### Given task
Gather every row below that contains the word "white" and copy each one in full. Only matches with the same capitalization count.

### Records provided
▽

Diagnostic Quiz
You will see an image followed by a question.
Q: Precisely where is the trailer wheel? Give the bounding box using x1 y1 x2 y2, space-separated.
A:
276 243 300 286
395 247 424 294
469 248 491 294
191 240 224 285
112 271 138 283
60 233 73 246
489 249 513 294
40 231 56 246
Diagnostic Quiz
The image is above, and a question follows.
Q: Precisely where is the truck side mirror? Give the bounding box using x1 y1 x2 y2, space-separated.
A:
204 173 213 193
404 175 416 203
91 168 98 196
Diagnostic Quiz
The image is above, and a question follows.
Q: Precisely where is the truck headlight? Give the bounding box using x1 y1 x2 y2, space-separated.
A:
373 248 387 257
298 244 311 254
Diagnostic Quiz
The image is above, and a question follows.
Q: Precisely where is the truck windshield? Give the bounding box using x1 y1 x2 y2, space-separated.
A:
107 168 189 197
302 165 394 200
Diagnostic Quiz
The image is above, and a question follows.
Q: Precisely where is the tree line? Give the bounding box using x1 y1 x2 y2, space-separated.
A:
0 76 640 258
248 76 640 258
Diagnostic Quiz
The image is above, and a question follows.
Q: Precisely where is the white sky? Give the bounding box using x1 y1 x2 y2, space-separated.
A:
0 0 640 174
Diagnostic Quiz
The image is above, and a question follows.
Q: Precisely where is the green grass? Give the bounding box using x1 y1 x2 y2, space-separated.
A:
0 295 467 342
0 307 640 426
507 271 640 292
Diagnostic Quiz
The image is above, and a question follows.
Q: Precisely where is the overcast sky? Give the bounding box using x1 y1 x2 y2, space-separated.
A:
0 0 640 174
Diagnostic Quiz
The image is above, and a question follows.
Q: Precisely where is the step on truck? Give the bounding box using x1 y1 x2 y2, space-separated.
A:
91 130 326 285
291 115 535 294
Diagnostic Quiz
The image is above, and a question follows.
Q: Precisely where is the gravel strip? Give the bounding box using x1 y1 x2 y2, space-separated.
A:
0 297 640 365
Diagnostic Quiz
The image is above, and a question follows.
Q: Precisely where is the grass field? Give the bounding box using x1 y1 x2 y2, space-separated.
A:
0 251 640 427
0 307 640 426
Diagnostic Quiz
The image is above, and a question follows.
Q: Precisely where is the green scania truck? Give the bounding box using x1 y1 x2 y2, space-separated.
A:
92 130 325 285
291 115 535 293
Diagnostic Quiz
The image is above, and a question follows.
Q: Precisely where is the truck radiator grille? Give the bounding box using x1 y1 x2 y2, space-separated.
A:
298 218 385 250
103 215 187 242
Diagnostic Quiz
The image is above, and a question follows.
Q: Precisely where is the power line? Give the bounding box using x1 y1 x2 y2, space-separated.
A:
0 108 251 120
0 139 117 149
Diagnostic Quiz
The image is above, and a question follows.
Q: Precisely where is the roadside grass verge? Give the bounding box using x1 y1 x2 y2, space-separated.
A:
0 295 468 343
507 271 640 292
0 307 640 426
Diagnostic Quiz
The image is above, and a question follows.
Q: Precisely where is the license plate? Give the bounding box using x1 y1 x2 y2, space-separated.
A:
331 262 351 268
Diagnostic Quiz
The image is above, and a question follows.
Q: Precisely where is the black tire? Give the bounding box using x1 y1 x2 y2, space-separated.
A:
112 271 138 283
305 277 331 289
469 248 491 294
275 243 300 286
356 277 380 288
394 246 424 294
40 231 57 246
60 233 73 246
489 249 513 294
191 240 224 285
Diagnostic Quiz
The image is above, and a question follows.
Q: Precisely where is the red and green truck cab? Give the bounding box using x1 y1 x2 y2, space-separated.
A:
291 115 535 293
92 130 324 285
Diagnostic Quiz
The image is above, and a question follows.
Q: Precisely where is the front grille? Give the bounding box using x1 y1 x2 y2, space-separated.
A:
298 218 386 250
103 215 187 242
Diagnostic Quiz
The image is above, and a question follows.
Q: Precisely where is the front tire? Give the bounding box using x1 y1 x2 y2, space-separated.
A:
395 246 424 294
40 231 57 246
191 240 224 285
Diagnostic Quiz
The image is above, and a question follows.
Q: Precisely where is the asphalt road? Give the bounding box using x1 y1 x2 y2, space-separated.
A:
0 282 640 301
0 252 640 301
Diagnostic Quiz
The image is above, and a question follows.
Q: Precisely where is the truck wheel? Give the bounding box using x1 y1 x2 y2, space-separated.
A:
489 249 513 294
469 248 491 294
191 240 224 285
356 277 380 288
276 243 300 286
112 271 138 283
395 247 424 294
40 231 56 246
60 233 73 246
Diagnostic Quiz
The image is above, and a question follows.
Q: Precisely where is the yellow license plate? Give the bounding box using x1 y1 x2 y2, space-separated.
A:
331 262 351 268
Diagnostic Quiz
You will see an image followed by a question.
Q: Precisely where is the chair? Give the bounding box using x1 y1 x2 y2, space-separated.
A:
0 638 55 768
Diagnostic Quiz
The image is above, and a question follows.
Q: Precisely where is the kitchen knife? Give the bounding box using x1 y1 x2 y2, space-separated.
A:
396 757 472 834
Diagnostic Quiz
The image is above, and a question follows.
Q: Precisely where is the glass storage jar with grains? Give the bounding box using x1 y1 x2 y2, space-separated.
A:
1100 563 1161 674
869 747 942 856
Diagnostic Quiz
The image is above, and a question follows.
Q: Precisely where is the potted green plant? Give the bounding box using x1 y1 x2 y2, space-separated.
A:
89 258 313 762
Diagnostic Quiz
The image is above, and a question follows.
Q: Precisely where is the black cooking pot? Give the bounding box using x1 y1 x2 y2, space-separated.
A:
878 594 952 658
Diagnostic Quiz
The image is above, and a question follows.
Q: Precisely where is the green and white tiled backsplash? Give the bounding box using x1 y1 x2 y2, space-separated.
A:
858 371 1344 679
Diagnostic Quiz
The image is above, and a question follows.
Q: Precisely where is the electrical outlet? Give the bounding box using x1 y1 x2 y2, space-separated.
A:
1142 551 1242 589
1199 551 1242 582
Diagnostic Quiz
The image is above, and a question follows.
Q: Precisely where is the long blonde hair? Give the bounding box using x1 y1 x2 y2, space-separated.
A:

△

### Solution to this task
Q: Precisely where is the white sky? Give the bounding box using x1 y1 x2 y2, space-separated.
Q: Precisely where is the green and white tiled backsplash? Give the bounding box using x1 y1 x2 y2, space-separated.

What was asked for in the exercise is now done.